— ЗАДАНИЕ —
Кого император принял в 12 часов 25 сентября, согласно записи из дневника в тексте для чтения?
+++ ТЕКСТ ДЛЯ ЧТЕНИЯ
Григорий Распутин-Новый - Варламов Алексей Николаевич (книги регистрация онлайн бесплатно txt) 📗
Вот это-то решение Синода и вез теперь обер-прокурор на утверждение Государя. Вернувшись с фронта (в конце сентября), я узнал, что доклад Самарина окончился увольнением его от должности обер-прокурора Св. Синода (Московское депутатское дворянское Собрание постановило выразить Самарину скорбь по поводу оставления им поста обер-прокурора Св. Синода. Это была первая ласточка революции: московское дворянство выражало скорбь по поводу действий Государя!). Решение Синода не было утверждено».
Однако рискнем предположить, что дело было не только в этом, и в качестве аргумента сошлемся на две записи из дневника императора:
«25-го сентября. Пятница. Утром до прогулки принял Граббе. В 11 час. Щербатова и в 12 час. Самарина и простился с обоими».
++++++
+++ ИСХОДНЫЕ ДАННЫЕ
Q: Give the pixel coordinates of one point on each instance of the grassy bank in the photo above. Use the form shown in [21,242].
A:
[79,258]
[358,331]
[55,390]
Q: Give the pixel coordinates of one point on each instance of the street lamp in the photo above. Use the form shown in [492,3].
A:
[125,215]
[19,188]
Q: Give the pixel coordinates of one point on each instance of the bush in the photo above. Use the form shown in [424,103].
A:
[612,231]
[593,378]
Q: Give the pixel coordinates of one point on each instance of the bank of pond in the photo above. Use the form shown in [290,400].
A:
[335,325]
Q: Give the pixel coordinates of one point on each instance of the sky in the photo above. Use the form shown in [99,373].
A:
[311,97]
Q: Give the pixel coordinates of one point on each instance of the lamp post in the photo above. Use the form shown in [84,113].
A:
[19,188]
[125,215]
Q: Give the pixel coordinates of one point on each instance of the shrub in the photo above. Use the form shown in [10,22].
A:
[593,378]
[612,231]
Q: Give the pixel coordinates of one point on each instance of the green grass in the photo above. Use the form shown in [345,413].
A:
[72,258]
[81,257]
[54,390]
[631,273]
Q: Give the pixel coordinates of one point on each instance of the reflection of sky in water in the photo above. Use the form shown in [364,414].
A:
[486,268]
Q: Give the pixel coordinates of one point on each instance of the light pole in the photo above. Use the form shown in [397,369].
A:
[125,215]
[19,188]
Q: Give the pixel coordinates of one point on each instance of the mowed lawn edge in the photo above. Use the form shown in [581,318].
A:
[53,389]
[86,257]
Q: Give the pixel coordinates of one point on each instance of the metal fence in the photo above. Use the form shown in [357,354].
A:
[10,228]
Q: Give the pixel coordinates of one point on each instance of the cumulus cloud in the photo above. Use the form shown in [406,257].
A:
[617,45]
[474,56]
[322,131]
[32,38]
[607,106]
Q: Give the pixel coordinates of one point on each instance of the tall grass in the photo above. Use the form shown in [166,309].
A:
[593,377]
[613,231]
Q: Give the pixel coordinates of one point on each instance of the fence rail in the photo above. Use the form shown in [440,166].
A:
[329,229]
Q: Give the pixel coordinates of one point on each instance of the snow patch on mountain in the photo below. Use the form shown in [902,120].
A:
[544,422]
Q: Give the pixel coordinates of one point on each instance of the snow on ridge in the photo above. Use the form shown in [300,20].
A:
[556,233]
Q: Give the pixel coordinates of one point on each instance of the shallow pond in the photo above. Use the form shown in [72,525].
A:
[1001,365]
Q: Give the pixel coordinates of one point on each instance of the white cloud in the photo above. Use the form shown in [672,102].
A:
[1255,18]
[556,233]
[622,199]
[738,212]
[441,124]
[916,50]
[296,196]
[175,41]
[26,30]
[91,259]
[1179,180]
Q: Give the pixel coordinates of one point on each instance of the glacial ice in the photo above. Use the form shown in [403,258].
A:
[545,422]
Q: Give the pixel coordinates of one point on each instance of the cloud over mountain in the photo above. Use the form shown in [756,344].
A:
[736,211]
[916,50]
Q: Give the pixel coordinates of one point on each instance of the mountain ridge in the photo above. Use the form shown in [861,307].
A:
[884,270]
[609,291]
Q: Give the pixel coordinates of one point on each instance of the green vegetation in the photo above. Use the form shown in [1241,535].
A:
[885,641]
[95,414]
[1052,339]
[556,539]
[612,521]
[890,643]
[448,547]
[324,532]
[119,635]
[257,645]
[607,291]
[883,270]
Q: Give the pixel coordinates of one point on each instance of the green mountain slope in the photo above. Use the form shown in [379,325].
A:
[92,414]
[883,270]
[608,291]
++++++
— ОТВЕТ К ЗАДАНИЮ —
В 12 часов император принял Самарина.